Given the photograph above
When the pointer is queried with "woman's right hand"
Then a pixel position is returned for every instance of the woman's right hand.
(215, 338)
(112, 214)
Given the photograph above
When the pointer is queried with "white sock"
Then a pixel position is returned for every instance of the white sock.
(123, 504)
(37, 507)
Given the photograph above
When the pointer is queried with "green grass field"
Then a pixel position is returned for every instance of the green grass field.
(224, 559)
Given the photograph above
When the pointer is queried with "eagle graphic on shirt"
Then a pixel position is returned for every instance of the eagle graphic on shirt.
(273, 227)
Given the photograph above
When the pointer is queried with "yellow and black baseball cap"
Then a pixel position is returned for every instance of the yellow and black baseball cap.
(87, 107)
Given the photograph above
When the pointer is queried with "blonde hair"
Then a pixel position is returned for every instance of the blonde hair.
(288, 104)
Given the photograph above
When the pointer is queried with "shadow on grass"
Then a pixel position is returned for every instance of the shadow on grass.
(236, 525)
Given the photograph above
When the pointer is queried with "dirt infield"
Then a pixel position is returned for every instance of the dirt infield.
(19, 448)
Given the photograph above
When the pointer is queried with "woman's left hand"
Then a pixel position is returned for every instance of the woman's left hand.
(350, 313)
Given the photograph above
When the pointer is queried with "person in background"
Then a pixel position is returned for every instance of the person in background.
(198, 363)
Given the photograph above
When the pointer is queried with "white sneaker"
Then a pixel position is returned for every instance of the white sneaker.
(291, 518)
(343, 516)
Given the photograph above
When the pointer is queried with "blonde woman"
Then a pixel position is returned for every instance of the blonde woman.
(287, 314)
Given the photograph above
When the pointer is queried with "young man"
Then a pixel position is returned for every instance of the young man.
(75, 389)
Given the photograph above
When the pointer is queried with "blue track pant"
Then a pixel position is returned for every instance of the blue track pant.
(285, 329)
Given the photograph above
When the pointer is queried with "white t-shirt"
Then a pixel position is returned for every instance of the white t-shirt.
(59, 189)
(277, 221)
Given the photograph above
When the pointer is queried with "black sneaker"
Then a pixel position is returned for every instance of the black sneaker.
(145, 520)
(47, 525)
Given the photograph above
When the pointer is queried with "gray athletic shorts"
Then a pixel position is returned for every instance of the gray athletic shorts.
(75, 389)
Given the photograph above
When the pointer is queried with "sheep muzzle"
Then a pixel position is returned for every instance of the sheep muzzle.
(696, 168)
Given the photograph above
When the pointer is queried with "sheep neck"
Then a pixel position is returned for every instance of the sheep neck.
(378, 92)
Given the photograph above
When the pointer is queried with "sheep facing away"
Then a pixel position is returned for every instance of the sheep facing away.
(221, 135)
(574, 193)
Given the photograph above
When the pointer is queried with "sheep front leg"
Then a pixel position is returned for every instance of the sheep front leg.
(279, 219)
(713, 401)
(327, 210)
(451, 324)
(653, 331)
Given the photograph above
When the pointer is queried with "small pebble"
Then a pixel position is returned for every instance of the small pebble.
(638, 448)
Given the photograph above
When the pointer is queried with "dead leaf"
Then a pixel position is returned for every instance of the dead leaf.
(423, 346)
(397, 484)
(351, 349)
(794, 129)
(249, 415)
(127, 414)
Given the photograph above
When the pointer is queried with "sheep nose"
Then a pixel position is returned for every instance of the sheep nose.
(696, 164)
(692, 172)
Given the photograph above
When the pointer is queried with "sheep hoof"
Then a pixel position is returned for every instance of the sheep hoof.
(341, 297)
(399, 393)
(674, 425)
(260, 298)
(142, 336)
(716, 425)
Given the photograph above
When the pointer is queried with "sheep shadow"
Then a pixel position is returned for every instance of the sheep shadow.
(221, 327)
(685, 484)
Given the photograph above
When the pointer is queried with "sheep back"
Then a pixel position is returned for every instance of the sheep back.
· · · ·
Your task: Print every entry exactly as it appears.

In response:
Given the photograph above
When the pointer is queried with "woman's right hand"
Then a pixel position is returned for every instance of the woman's right hand.
(215, 338)
(112, 214)
Given the photograph above
When the pointer is queried with "white sock"
Then a pixel position is returned for every instance of the white sock.
(123, 504)
(37, 507)
Given the photograph above
When the pointer is queried with "green grass field"
Then a pixel position is returned for every instance of the green grass field.
(224, 559)
Given the photograph above
When the pointer is queried with "eagle graphic on shirt"
Then a pixel position is returned for every instance of the eagle graphic on shirt.
(273, 227)
Given the photograph above
When the pointer is queried with "yellow and black baseball cap"
Then a pixel position is returned for every instance of the yellow and black baseball cap.
(87, 107)
Given the photograph above
When the pointer is queried with "blonde hair"
Then a pixel position is returned for every instance of the blonde hair.
(288, 104)
Given the photograph above
When the pointer is queried with "shadow on grass"
Then a pixel position is returned for every instance of the shadow on grass.
(236, 525)
Given the photograph above
When the pointer is queried with "dirt infield"
Then a pixel position is returned for every instance of the dirt infield.
(19, 448)
Given the photograph above
When the pointer is queried with "woman's left hand"
Then a pixel position is returned for every instance of the woman's left hand.
(350, 313)
Given the photograph above
When the pointer is queried with "person in background"
Then a pixel position is returned for every instance of the person in background.
(198, 363)
Given the photograph above
When the pointer is queried with "white sneaker"
Then a pixel position is returned for every instance of the white sneaker.
(291, 518)
(343, 516)
Given the photograph above
When the pointer is queried with "blonde woman"
Then a pixel position is returned for every instance of the blonde woman.
(287, 314)
Given the photograph above
When the pointer is queried with "young man"
Then a pixel position is returned for every instance of the young man.
(75, 389)
Given the photograph above
When the pointer is queried with "blue track pant"
Then a pixel position is returned for every instance of the blue track pant.
(285, 329)
Given the photograph above
When the pointer is queried with "white t-shirt"
Then a pixel position is returned for every instance of the white t-shirt.
(59, 189)
(277, 221)
Given the photograph above
When the pointer is queried with "black sneaker"
Then a pixel position is returned for every instance of the black sneaker.
(145, 520)
(47, 525)
Given the photograph above
When the pointer is queried with "gray athletic shorts"
Then a pixel position is returned for every instance of the gray athletic shorts.
(75, 389)
Given the photograph above
When the pointer is queried with "sheep muzzle"
Then a pixel position is returned for every instance of the sheep muzzle.
(696, 168)
Given the photograph above
When the pointer is queried with "sheep neck"
Then a pixel position is returned for every instance of the sheep neck.
(378, 92)
Given the photograph above
When the pointer is queried with "sheep facing away"
Then a pixel position is returned for every instance of the sheep facing away.
(221, 135)
(574, 193)
Given the photograph above
When the pointer is queried with "sheep front leg"
Then a pixel position is returned for every instance of the sheep front leg.
(279, 219)
(713, 401)
(327, 210)
(451, 324)
(653, 331)
Given the photograph above
When the pointer is queried with "small pebble"
Then a pixel position is returned for every instance of the small pebble.
(638, 448)
Given the photograph above
When the pointer is queried with "dead leaf"
Then a pixel position is returned for every instance of the dead leaf.
(423, 346)
(397, 484)
(351, 349)
(794, 129)
(249, 415)
(127, 414)
Given the photograph above
When the pointer is queried with "sheep nose"
Then a pixel position is returned for every instance of the sheep nose.
(696, 164)
(692, 172)
Given the photograph above
When the pointer is queried with "sheep hoof"
Then a pixel position is returned for every instance of the sheep hoof.
(341, 297)
(399, 393)
(674, 425)
(260, 298)
(142, 336)
(716, 425)
Given the photograph above
When the pointer is queried with "sheep shadow"
Then a pixel position is returned for every instance of the sheep shadow.
(221, 327)
(685, 484)
Given the photograph above
When the pointer is queried with "sheep back"
Then a pixel position is returned for every instance of the sheep back.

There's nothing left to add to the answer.